Stored data

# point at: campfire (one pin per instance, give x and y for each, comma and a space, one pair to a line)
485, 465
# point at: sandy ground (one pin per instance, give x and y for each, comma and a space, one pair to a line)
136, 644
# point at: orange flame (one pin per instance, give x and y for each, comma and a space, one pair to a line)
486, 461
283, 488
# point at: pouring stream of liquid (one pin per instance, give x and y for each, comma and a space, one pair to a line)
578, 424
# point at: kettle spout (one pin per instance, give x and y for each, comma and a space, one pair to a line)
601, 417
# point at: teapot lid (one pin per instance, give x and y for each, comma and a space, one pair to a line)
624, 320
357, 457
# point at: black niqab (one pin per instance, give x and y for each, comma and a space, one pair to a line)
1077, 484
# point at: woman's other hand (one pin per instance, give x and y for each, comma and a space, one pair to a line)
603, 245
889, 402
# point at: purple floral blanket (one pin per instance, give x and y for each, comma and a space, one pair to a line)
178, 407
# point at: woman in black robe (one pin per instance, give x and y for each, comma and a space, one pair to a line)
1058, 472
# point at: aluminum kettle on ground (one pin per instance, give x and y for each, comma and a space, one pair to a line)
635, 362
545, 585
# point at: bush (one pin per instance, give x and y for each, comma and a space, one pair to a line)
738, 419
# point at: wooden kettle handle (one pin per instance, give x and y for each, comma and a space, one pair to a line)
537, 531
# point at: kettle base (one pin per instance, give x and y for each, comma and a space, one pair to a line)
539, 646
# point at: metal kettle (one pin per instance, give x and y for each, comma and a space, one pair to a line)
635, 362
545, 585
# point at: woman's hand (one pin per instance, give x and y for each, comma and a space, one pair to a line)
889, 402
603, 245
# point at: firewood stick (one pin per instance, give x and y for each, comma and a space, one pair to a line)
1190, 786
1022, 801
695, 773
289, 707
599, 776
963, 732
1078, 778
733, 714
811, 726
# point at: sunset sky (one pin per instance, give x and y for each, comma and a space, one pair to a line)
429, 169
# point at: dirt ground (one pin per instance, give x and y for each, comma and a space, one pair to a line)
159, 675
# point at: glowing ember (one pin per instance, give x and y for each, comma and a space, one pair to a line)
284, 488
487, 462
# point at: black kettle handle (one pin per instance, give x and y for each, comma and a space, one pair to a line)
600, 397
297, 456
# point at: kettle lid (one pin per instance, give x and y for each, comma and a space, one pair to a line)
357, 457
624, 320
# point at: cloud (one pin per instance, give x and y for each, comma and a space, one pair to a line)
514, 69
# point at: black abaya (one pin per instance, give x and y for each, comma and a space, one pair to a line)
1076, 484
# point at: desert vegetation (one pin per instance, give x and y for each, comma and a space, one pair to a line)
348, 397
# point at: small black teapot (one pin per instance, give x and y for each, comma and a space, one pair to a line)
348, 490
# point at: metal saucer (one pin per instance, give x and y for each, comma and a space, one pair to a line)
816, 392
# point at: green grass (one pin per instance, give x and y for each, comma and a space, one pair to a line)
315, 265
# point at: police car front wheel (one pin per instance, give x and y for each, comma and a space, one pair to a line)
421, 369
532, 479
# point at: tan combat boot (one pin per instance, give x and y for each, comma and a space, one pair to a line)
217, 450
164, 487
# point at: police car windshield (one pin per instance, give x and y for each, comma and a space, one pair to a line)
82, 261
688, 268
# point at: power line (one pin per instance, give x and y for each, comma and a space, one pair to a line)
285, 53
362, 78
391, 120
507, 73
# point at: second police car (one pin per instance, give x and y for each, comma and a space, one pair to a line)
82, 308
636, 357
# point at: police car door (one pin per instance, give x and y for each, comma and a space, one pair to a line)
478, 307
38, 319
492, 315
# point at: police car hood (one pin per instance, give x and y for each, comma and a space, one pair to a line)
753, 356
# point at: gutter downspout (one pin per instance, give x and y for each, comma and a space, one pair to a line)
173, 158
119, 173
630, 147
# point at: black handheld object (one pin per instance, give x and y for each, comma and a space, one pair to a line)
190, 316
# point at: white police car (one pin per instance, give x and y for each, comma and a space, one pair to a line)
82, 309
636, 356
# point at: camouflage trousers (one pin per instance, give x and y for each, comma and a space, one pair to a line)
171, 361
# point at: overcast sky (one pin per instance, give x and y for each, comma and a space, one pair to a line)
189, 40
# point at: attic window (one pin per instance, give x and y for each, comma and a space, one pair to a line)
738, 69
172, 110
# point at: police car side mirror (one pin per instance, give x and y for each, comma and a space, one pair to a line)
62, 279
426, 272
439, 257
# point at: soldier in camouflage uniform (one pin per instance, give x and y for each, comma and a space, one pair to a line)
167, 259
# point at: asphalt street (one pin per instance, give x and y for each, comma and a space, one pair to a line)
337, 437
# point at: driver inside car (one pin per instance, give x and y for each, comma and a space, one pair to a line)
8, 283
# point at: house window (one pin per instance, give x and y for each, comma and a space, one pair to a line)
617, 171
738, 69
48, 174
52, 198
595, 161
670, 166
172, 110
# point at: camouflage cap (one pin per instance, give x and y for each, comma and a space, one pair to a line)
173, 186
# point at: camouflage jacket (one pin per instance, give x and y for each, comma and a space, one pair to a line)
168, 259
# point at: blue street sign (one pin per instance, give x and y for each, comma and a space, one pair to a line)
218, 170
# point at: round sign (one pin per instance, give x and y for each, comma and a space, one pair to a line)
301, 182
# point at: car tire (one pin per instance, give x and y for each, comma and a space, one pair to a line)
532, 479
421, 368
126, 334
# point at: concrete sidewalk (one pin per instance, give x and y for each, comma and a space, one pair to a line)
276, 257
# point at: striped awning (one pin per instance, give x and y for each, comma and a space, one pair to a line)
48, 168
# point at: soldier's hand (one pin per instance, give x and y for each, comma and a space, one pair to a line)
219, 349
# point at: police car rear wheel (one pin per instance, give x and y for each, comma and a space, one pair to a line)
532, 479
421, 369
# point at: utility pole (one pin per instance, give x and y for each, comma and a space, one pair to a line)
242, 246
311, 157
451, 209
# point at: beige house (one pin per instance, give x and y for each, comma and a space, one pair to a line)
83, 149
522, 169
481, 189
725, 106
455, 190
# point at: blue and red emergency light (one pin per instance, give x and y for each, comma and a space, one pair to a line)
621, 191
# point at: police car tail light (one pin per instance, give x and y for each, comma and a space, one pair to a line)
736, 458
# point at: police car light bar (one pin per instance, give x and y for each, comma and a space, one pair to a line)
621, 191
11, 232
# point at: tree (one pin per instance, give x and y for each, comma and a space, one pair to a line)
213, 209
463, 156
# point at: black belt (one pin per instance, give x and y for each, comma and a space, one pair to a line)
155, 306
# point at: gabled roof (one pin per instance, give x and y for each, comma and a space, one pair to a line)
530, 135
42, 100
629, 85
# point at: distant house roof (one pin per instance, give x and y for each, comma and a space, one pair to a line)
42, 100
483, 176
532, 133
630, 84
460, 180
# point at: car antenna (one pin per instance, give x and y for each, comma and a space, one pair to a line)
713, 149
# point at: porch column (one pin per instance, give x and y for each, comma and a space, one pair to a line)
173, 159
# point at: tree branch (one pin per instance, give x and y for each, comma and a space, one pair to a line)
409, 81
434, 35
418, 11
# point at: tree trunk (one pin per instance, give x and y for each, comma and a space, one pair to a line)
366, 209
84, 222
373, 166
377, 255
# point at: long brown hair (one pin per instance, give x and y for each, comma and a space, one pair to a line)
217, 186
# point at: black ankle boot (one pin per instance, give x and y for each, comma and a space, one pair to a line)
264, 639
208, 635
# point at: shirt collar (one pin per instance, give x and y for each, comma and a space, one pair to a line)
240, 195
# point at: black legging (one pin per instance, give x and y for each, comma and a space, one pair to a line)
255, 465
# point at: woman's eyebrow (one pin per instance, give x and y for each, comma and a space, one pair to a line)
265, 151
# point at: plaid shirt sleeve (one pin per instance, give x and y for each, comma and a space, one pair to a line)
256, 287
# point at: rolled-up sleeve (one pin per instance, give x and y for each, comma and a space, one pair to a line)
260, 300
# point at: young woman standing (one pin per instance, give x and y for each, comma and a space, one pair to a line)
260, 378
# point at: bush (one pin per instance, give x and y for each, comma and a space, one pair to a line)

- What needs to be done -
Copy out the listing from the line holding "# point at: black legging" through the end, both ends included. Keep the requests as they are, but multiply every coordinate in the answers by 1.4 and round to whole numbers, with halves going up.

- Written response -
# point at: black legging (one pin per instance, give x and y for each, comma and a space, one pair to a line)
357, 651
# point at: woman's eyebrow (one pin per instance, give x and y for each, comma and a space, one pair to a line)
371, 211
# point at: plaid shirt sleeve (one pin per instance, give x and y for each, comma and a space, one pair to a line)
358, 402
# point at: rolled-up sleeve (one pin per instance, give x and y for each, comma and a space, one pair to a line)
364, 420
# point at: young woman standing (one pin per instance, give x and y for each, comma and a space, one pair to a line)
364, 529
# point at: bush (one pin per instance, give x and y for each, comma and a space, one pair to a line)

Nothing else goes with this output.